_Object pointing dataset entries:_
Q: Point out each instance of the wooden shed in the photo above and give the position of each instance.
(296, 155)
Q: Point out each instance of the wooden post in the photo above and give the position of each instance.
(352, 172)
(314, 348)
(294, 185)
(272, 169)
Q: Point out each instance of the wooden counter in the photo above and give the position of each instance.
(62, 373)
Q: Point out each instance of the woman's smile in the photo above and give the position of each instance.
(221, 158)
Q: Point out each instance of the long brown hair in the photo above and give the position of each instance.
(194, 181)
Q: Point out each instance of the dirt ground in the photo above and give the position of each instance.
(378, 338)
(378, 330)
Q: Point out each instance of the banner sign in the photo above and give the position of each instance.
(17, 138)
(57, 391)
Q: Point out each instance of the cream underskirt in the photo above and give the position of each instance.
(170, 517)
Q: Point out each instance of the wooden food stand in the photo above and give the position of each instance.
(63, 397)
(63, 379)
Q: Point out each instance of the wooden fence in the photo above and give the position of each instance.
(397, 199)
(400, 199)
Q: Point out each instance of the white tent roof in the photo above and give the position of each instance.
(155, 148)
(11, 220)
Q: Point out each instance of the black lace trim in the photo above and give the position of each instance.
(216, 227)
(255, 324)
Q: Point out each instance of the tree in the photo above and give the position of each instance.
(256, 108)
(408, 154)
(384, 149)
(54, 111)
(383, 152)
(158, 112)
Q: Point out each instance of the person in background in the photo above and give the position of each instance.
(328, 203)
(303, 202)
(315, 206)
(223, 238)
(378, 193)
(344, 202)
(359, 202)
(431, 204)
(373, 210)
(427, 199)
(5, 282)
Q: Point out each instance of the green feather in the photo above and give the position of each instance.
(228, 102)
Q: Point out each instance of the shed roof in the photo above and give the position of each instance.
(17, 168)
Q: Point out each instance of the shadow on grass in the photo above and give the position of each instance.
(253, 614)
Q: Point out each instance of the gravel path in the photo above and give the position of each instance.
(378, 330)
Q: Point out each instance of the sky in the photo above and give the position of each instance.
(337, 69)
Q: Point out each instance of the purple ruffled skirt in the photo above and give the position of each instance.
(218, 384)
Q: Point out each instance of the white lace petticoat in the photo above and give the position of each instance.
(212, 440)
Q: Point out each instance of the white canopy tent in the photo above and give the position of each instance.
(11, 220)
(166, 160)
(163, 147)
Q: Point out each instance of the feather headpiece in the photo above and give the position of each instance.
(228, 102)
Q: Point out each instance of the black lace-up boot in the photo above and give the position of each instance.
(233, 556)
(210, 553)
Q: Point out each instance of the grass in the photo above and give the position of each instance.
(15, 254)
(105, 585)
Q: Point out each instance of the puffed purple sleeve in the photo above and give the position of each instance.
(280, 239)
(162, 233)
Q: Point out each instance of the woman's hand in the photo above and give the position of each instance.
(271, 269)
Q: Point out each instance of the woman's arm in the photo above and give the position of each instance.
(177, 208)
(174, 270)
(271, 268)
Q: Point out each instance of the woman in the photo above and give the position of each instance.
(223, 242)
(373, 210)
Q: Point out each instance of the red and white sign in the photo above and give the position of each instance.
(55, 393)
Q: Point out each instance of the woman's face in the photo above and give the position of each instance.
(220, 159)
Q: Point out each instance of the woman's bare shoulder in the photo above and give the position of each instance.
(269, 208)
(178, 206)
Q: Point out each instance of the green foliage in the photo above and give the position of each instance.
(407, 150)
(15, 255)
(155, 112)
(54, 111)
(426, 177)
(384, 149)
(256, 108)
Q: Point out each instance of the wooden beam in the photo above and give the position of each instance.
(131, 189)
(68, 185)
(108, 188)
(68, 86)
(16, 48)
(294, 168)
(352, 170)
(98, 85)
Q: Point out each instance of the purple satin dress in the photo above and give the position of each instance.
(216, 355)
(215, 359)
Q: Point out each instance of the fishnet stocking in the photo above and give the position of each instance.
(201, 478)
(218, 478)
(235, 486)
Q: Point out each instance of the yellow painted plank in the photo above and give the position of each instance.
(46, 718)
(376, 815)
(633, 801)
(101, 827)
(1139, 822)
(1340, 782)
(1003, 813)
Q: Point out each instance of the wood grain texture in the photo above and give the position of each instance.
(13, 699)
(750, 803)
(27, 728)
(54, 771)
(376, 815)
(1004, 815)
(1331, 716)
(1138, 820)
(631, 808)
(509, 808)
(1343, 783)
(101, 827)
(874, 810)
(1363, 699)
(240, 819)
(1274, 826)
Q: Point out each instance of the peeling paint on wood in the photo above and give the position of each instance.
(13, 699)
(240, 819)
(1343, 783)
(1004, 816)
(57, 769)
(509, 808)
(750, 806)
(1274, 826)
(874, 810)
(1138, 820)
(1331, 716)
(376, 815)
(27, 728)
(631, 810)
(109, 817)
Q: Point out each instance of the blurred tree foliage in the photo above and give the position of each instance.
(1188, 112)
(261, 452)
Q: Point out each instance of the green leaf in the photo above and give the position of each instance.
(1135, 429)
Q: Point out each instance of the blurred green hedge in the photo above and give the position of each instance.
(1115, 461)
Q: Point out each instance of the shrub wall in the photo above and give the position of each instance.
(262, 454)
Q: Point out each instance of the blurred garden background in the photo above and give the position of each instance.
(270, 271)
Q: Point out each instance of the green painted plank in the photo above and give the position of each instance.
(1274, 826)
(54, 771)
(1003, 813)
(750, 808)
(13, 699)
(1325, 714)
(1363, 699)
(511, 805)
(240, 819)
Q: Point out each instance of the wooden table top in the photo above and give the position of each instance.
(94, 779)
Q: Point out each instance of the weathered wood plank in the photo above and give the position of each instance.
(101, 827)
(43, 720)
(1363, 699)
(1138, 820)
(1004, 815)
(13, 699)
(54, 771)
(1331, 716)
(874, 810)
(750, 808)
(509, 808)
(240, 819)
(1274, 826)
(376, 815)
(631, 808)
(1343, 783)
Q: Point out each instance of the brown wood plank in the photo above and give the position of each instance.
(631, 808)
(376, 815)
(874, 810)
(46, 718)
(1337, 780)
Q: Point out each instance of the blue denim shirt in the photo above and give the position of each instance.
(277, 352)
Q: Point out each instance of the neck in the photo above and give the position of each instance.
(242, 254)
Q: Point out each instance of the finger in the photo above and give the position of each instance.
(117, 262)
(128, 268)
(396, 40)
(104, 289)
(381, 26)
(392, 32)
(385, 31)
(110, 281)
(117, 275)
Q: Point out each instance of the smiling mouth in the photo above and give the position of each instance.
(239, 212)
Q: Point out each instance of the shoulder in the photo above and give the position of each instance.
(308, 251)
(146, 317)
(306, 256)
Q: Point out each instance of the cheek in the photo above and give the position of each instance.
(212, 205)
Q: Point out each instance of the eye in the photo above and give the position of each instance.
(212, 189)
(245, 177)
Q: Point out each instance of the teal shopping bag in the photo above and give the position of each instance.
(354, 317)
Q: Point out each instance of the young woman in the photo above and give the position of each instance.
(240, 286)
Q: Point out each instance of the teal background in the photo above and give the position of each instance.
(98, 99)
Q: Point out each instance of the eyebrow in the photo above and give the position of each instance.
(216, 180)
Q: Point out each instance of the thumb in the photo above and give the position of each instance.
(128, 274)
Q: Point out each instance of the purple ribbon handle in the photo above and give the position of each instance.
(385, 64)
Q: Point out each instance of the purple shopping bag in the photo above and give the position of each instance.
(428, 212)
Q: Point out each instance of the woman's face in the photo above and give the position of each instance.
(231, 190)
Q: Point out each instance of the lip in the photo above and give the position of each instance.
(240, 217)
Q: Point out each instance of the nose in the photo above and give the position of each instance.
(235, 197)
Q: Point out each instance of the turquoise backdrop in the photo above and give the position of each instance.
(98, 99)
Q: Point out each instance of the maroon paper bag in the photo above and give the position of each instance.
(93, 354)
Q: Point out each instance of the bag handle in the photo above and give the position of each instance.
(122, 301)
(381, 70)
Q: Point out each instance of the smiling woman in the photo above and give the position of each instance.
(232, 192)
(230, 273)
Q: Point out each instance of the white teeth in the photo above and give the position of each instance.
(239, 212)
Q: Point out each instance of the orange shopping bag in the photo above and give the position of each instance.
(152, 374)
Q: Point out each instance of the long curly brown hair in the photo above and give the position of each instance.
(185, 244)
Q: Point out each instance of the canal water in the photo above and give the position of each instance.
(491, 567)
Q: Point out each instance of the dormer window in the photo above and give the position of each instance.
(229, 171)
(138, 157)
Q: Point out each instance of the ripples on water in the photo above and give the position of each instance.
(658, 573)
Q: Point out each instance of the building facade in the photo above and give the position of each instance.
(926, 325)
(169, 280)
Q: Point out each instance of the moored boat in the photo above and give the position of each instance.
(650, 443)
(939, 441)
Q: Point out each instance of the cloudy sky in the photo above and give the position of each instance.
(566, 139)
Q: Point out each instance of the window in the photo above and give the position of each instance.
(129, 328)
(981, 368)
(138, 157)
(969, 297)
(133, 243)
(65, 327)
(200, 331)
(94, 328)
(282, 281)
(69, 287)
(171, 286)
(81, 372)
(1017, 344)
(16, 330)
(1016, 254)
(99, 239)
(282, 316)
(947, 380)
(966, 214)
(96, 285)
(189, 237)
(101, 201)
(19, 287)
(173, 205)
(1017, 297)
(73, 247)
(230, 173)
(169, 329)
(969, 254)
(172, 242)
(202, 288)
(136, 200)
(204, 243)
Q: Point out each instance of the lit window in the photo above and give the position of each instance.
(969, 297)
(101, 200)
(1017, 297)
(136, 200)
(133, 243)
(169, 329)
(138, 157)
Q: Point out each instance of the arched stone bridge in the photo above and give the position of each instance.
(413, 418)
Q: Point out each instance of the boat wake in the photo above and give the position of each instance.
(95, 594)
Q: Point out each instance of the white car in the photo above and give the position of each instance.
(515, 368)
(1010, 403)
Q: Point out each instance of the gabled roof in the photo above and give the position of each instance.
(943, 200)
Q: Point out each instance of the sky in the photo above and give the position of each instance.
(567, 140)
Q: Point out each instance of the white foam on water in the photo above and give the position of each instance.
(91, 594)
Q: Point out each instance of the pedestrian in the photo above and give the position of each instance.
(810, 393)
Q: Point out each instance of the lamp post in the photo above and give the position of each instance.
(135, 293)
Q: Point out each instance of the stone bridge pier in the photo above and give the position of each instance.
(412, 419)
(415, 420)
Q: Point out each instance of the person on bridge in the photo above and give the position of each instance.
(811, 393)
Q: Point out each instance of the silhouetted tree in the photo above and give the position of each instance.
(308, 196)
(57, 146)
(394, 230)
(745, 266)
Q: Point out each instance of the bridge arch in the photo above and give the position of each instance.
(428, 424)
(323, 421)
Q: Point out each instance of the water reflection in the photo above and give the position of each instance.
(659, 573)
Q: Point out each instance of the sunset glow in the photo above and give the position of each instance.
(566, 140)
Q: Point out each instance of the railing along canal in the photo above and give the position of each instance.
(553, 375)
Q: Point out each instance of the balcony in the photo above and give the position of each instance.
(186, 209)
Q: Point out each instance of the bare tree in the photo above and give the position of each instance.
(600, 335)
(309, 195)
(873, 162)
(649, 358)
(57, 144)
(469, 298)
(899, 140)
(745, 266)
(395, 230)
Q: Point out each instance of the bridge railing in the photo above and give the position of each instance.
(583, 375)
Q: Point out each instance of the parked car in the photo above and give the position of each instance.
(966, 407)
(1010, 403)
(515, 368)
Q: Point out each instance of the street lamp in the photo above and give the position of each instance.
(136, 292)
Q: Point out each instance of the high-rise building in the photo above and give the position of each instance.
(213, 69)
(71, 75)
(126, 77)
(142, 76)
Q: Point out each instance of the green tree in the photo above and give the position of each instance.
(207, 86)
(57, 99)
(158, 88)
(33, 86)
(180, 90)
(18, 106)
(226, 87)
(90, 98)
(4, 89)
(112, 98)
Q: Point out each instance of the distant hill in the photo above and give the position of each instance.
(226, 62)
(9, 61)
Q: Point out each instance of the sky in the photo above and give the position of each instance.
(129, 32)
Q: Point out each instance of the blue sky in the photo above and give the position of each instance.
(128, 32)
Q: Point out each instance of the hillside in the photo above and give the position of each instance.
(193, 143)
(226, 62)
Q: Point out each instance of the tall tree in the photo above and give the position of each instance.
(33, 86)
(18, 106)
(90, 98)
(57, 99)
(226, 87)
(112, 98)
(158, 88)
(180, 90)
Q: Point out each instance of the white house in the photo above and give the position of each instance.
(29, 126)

_Stated exercise:_
Arrange the lines above into a numbered list, beginning at the line that contains "Q: Point out each instance of the purple satin" and stopping after the line that contains "(1135, 429)". Leave out any blank lines.

_Solution to this exercise:_
1. Q: Point out each instance of the purple satin dress in the photo above and give the position of each instance.
2. (216, 355)
3. (215, 359)
4. Q: Point out each instance of the fishnet stocking in the photo above and give the position of each instance.
5. (201, 478)
6. (218, 478)
7. (235, 486)
8. Q: Point out each instance of the yellow painted plank in the photo above and give the position of each instance.
9. (46, 718)
10. (376, 815)
11. (633, 801)
12. (101, 827)
13. (1139, 822)
14. (1340, 782)
15. (1003, 813)
16. Q: Point out each instance of the wood grain texture in the photo above and give the position of each instance.
17. (13, 699)
18. (750, 803)
19. (27, 728)
20. (54, 771)
21. (376, 815)
22. (1004, 815)
23. (1331, 716)
24. (1138, 820)
25. (631, 808)
26. (509, 808)
27. (1343, 783)
28. (101, 827)
29. (874, 810)
30. (1363, 699)
31. (240, 819)
32. (1274, 826)
33. Q: Point out each instance of the peeling paint on wood in the photo above and give the position of each instance.
34. (13, 699)
35. (240, 819)
36. (1343, 783)
37. (1004, 816)
38. (57, 769)
39. (509, 808)
40. (750, 806)
41. (1274, 826)
42. (874, 810)
43. (1138, 820)
44. (1331, 716)
45. (376, 815)
46. (27, 728)
47. (631, 810)
48. (109, 817)
49. Q: Point out each instance of the blurred tree foliage in the photo above and give the position of each instance.
50. (1188, 112)
51. (261, 452)
52. Q: Point out each instance of the green leaf in the photo above and give the position of each instance.
53. (1135, 429)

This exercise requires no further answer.